▶ Testo selezionato:
Le condizioni igienico-sanitarie dei Paesi del sud-est asiatico sono sicuramente di gran lunga inferiori di quelle dei Paesi occidentali e non è quindi un caso che il pericolo di pandemia da H5N1 provenga da queste zone tuttavia anche nei Paesi ricchi gli allevamenti intensivi sono degli attentati alla salute umana (oltre che un pugno nello stomaco per chiunque creda nella necessità di avere un po’ di rispetto anche per la sofferenza degli animali).  

Le incredibili concentrazioni di volatili, sia all’interno di ogni singolo allevamento sia all’interno del distretto territoriale, fanno sì che virus e batteri si manifestino e si diffondano con grande facilità. Non a caso, nei primi 120 giorni di vita di una pollastra, cioè nell’arco di tempo necessario perché sia in grado di produrre il suo primo uovo, all’animale sono di norma somministrate 20 diverse vaccinazioni. Tre di queste entro le prime due ore di vita.  

Un sistema produttivo che sopravvive solo grazie all’uso massiccio di trattamenti antibiotici non può però che comportare una serie di conseguenze nefaste anche per gli umani. Nell’immediato, la scarsa qualità della carne. Sapore e proprietà nutritive a parte, non è una novità che la Food and Drug Administration statunitense denunci regolarmente il fatto che l’uso massiccio di antibiotici da parte degli allevatori sia all’origine della resistenza ai farmaci sviluppata da un numero sempre maggiore di batteri e quindi della sempre più frequente difficoltà a curare le malattie umane. Ciò nonostante, oltre la metà degli antibiotici usati in Europa e negli Stati Uniti sono impiegati dall’industria zootecnica.

▶ Dati forniti:
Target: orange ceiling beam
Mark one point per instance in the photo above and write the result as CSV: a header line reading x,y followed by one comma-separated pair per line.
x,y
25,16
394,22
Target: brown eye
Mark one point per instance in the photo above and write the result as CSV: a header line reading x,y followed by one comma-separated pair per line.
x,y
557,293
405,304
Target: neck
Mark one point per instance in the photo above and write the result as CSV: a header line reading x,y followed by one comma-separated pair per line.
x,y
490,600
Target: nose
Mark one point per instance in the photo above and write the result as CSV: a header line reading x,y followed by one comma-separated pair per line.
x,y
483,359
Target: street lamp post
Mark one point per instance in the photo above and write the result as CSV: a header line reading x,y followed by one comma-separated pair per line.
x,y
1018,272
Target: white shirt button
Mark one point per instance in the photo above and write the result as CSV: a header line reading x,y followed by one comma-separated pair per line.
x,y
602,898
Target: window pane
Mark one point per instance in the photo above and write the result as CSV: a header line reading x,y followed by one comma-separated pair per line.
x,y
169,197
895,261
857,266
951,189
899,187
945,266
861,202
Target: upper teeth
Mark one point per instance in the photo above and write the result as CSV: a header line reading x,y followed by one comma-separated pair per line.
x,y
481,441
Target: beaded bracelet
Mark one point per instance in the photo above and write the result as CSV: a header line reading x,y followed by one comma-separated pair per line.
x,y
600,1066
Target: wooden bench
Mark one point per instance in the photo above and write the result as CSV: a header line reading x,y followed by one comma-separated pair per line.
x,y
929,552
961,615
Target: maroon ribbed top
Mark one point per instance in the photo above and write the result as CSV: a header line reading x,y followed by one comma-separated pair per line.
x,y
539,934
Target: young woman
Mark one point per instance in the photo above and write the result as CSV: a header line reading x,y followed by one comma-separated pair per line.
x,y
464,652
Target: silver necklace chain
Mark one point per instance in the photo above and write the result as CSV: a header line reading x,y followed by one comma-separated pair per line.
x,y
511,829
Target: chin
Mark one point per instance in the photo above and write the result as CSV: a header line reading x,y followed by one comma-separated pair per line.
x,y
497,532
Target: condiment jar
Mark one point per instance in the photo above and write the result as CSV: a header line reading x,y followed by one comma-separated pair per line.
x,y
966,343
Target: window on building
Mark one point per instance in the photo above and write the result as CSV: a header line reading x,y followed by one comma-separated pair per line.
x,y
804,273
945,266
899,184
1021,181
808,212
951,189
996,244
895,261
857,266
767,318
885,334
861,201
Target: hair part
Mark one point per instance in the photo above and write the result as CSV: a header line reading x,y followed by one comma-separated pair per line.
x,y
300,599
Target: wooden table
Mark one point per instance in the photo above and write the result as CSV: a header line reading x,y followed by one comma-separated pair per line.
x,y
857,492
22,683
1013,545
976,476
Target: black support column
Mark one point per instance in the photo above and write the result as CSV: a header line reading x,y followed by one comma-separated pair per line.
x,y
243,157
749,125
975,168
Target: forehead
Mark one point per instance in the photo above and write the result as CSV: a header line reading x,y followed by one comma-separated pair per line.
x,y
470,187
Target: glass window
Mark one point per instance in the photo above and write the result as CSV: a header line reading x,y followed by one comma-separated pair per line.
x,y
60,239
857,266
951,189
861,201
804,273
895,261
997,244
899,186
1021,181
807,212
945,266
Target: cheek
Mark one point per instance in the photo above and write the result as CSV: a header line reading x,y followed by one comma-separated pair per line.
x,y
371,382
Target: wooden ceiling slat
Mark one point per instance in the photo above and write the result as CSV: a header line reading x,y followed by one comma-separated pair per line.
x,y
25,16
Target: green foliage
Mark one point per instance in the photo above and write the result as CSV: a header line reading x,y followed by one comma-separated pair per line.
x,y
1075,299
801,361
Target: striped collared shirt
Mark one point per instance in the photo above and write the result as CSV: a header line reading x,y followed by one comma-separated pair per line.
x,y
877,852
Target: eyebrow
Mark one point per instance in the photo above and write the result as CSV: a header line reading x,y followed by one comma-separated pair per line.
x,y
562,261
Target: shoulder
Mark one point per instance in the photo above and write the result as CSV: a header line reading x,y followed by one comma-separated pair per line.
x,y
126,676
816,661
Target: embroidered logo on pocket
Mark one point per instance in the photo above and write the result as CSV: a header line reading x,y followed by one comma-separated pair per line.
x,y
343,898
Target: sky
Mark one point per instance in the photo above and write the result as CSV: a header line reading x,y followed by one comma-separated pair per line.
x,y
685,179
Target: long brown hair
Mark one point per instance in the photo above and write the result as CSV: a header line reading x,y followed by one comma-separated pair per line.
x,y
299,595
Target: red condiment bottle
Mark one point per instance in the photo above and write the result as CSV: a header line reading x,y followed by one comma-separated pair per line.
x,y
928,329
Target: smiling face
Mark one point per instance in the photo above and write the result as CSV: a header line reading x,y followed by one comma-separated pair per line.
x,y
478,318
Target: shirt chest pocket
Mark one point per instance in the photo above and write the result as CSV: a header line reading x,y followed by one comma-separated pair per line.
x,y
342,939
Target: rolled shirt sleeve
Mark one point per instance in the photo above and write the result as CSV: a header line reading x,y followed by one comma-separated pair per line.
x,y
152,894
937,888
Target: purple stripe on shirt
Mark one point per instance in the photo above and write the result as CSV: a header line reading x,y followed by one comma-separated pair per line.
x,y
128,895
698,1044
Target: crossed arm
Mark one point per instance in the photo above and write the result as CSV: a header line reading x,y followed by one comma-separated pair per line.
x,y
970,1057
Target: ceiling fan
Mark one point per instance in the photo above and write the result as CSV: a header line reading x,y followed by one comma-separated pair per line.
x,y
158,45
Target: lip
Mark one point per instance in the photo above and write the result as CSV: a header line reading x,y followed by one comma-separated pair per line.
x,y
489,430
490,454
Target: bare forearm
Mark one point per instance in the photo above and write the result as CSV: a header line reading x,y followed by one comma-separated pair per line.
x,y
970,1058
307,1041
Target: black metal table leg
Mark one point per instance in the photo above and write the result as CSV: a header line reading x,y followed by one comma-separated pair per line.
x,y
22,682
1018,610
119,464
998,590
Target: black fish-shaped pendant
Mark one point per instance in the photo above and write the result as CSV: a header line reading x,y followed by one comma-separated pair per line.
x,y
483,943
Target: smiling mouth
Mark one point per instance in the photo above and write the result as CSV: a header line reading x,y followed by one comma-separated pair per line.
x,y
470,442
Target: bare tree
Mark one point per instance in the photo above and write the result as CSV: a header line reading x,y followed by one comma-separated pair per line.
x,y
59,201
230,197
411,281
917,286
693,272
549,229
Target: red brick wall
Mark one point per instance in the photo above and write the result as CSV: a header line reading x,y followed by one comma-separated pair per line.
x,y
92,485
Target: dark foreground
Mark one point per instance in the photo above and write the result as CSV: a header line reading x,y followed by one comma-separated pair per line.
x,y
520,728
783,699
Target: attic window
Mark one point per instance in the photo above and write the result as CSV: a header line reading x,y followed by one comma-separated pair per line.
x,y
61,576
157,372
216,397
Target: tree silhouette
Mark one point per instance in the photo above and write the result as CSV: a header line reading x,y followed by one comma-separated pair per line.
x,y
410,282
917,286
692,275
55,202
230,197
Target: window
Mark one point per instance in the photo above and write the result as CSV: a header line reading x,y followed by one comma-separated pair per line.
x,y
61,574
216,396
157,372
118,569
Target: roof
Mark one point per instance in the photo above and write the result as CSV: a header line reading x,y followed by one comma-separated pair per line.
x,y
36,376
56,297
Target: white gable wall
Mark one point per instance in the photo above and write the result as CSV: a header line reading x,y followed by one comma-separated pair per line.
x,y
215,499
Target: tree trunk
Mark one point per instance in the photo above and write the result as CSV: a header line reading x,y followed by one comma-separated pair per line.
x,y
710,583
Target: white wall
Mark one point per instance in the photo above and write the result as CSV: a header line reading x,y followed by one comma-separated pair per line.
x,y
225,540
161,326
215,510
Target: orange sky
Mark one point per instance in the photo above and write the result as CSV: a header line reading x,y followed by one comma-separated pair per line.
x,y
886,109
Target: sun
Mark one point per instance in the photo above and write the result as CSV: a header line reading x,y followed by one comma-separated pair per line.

▶ Istruzione operativa: Stabilire se ciascuna affermazione concorda con il testo selezionato, rispondendo sì o no e citando alla lettera le parole del testo che lo determinano. (a) Nei primi 120 giorni di vita a una pollastra vengono di norma somministrate 20 vaccinazioni. (b) Cinque vaccinazioni vengono somministrate entro le prime due ore di vita. (c) Meno della metà degli antibiotici usati in Europa e negli Stati Uniti è impiegata dall'industria zootecnica.

▶ Risposta all'esercizio:
(a) Sì: "all’animale sono di norma somministrate 20 diverse vaccinazioni".
(b) No: "Tre di queste entro le prime due ore di vita."
(c) No: "oltre la metà degli antibiotici usati in Europa e negli Stati Uniti sono impiegati dall’industria zootecnica".